### Request
Reproduce every item below line for line, changing nothing.

— START OF Supplied material —

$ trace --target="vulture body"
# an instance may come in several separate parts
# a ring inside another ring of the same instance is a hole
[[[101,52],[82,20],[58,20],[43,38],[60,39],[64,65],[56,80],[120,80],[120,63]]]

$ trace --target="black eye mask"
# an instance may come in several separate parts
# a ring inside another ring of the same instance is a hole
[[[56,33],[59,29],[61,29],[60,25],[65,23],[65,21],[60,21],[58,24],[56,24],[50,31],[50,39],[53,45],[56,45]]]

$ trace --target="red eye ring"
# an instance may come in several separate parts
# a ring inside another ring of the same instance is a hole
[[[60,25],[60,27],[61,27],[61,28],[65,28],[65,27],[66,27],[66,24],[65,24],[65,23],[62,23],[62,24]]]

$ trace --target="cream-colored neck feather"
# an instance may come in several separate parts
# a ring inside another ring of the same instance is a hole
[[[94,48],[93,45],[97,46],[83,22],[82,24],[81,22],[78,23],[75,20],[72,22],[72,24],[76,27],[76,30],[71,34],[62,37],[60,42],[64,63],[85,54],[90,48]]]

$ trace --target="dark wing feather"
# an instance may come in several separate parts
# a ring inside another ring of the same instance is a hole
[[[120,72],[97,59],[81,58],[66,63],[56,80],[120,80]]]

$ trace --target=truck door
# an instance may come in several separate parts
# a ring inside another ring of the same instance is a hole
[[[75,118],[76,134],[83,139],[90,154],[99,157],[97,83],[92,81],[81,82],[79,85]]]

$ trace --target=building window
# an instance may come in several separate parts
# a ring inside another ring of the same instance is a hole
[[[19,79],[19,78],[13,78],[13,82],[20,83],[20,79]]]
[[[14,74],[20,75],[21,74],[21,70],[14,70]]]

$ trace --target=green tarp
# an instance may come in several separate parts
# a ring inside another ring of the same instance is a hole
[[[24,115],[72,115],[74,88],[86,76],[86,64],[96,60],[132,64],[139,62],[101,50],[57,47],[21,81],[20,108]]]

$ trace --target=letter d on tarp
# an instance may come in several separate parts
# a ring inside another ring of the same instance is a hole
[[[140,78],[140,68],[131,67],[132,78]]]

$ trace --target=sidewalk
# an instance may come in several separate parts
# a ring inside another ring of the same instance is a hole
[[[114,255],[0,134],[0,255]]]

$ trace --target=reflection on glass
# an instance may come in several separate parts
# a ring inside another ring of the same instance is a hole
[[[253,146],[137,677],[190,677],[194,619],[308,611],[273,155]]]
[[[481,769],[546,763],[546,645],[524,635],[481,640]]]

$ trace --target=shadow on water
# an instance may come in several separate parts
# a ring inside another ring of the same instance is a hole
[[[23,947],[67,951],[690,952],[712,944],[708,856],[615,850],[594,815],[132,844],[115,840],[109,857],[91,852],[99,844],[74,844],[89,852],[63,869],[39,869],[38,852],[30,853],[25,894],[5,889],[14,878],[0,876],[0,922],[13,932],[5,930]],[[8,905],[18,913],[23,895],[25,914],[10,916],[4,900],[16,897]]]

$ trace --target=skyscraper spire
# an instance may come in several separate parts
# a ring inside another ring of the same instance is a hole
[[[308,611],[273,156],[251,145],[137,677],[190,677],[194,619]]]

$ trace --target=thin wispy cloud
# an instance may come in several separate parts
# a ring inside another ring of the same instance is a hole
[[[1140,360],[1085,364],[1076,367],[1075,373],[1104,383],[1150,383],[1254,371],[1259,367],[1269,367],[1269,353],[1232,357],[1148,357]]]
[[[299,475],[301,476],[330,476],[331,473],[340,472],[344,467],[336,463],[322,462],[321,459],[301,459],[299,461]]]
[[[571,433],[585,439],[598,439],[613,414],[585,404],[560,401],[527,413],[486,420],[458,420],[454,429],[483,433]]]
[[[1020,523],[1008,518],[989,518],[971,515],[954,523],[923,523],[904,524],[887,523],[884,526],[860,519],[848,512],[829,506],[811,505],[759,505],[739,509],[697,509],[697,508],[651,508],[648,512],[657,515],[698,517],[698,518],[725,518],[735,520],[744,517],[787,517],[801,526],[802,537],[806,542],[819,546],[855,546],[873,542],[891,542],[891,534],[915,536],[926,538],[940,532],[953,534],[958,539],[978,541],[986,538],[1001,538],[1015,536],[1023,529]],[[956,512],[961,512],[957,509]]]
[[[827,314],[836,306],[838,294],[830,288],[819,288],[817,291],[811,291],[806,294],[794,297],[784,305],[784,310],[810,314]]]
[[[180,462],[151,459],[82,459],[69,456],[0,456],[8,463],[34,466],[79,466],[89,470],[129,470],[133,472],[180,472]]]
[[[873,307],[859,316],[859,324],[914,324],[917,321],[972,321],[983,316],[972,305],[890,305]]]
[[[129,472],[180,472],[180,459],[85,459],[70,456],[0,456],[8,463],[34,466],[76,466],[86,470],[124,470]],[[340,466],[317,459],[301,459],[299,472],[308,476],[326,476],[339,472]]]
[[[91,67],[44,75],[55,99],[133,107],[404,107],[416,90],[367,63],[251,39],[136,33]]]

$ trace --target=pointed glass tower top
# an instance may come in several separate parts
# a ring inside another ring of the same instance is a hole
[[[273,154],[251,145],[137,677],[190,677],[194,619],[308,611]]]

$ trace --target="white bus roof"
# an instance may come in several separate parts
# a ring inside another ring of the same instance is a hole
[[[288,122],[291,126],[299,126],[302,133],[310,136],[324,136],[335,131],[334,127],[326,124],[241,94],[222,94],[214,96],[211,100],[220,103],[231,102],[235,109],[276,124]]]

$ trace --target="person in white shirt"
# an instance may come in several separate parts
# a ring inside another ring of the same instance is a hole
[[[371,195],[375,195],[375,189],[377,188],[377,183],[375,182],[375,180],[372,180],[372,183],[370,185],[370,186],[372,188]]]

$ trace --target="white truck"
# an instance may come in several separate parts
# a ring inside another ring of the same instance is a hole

— END OF Supplied material —

### Answer in full
$ trace --target="vulture body"
# an instance may come in several separate parts
# a ring inside another ring of the same instance is a hole
[[[101,52],[82,20],[58,20],[43,38],[60,39],[64,65],[56,80],[120,80],[120,63]]]

$ trace --target="black eye mask"
# an instance may come in several separate parts
# a ring inside another ring of the same instance is a hole
[[[56,33],[59,29],[61,29],[60,25],[65,23],[65,21],[60,21],[58,24],[56,24],[50,31],[50,39],[53,45],[56,45]]]

$ trace --target="red eye ring"
# an instance may come in several separate parts
# a ring inside another ring of the same instance is a hole
[[[60,25],[60,27],[61,27],[61,28],[65,28],[65,27],[66,27],[66,24],[65,24],[65,23],[62,23],[62,24]]]

$ trace --target="cream-colored neck feather"
# an instance may come in several separate parts
# a ring inside another ring of the same instance is a hole
[[[94,48],[93,45],[97,46],[83,22],[82,24],[81,22],[78,23],[75,20],[72,22],[72,24],[76,27],[76,30],[71,34],[62,37],[60,42],[64,63],[85,54],[90,48]]]

$ trace --target="dark wing feather"
# an instance may come in several separate parts
# a ring inside another ring of the same instance is a hole
[[[120,72],[97,59],[81,58],[66,63],[56,80],[120,80]]]

$ trace --target=truck door
# an instance may come in several separate parts
# a ring inside another ring of the same instance is a hole
[[[75,118],[76,134],[83,139],[90,154],[99,157],[97,83],[92,81],[81,82],[79,85]]]

$ trace --target=building window
# an instance may come in several separate parts
# a ring inside another ring of the same instance is a hole
[[[19,79],[19,78],[13,78],[13,82],[20,83],[20,79]]]
[[[14,74],[20,75],[21,74],[21,70],[14,70]]]

$ trace --target=green tarp
# an instance may come in several separate parts
# a ring inside another ring of the same instance is a hole
[[[24,115],[72,115],[74,88],[86,76],[86,64],[96,60],[132,64],[139,62],[101,50],[57,47],[21,81],[20,108]]]

$ trace --target=letter d on tarp
# an instance may come in several separate parts
# a ring inside another ring of the same instance is a hole
[[[140,78],[140,68],[131,67],[132,78]]]

$ trace --target=sidewalk
# an instance may come in several separate parts
# a ring inside another ring of the same instance is a hole
[[[114,255],[0,134],[0,255]]]

$ trace --target=reflection on glass
# an instance may come in several separate parts
# a ring inside another ring of the same instance is a hole
[[[253,146],[137,677],[190,677],[194,619],[308,611],[273,155]]]
[[[481,769],[546,763],[546,645],[524,635],[481,640]]]

$ trace --target=shadow on water
# an instance may come in several separate parts
# a ring inside another ring of the same instance is a hole
[[[23,947],[67,951],[690,952],[712,944],[708,856],[615,850],[594,815],[132,844],[115,840],[109,857],[91,852],[99,844],[74,844],[89,852],[63,869],[39,869],[38,852],[30,853],[25,894],[5,889],[14,878],[0,876],[0,922],[13,932],[5,930]],[[8,905],[18,913],[23,895],[25,914],[10,916],[4,900],[16,897]]]

$ trace --target=skyscraper spire
# an instance may come in several separate parts
# a ring inside another ring of the same instance is a hole
[[[308,611],[273,156],[251,145],[137,677],[190,677],[194,619]]]

$ trace --target=thin wispy cloud
# an instance may come in several separate parts
# a ring inside another ring of the same instance is a hole
[[[1140,360],[1085,364],[1076,367],[1075,373],[1104,383],[1150,383],[1254,371],[1259,367],[1269,367],[1269,353],[1232,357],[1148,357]]]
[[[299,475],[301,476],[330,476],[331,473],[340,472],[344,467],[336,463],[322,462],[321,459],[301,459],[299,461]]]
[[[571,433],[585,439],[598,439],[613,414],[585,404],[560,401],[527,413],[486,420],[458,420],[454,429],[483,433]]]
[[[1020,523],[1008,518],[989,518],[971,515],[954,523],[923,523],[904,524],[887,523],[884,526],[860,519],[848,512],[829,506],[811,505],[759,505],[739,509],[697,509],[697,508],[651,508],[648,512],[657,515],[698,517],[698,518],[725,518],[735,520],[744,517],[787,517],[801,526],[802,537],[806,542],[819,546],[855,546],[873,542],[891,542],[891,534],[915,536],[926,538],[940,532],[953,534],[958,539],[978,541],[986,538],[1001,538],[1015,536],[1023,529]],[[956,512],[961,512],[957,509]]]
[[[827,314],[836,306],[838,294],[830,288],[819,288],[817,291],[811,291],[806,294],[794,297],[784,305],[784,310],[810,314]]]
[[[180,462],[151,459],[82,459],[69,456],[0,456],[8,463],[34,466],[79,466],[89,470],[129,470],[133,472],[180,472]]]
[[[873,307],[859,316],[859,324],[914,324],[917,321],[972,321],[983,316],[972,305],[890,305]]]
[[[129,472],[180,472],[180,459],[85,459],[70,456],[0,456],[8,463],[34,466],[76,466],[86,470],[124,470]],[[340,466],[317,459],[301,459],[299,472],[308,476],[326,476],[339,472]]]
[[[91,67],[44,75],[55,99],[133,107],[404,107],[416,90],[367,63],[251,39],[136,33]]]

$ trace --target=pointed glass tower top
# an instance may come in several separate parts
# a ring inside another ring of the same instance is a hole
[[[273,154],[251,145],[137,677],[190,677],[194,619],[308,611]]]

$ trace --target="white bus roof"
# an instance may come in several separate parts
# a ring inside another ring of the same instance is a hole
[[[288,122],[291,126],[299,126],[302,133],[310,136],[324,136],[335,131],[334,127],[326,124],[241,94],[222,94],[214,96],[211,100],[220,103],[231,102],[235,109],[276,124]]]

$ trace --target="person in white shirt"
# an instance may come in several separate parts
# a ring inside another ring of the same instance is a hole
[[[371,195],[375,195],[375,189],[377,188],[377,183],[375,182],[375,180],[372,180],[372,183],[370,185],[370,186],[372,188]]]

$ trace --target="white truck"
# an instance may come in several separate parts
# a ring inside another ring of the same instance is a hole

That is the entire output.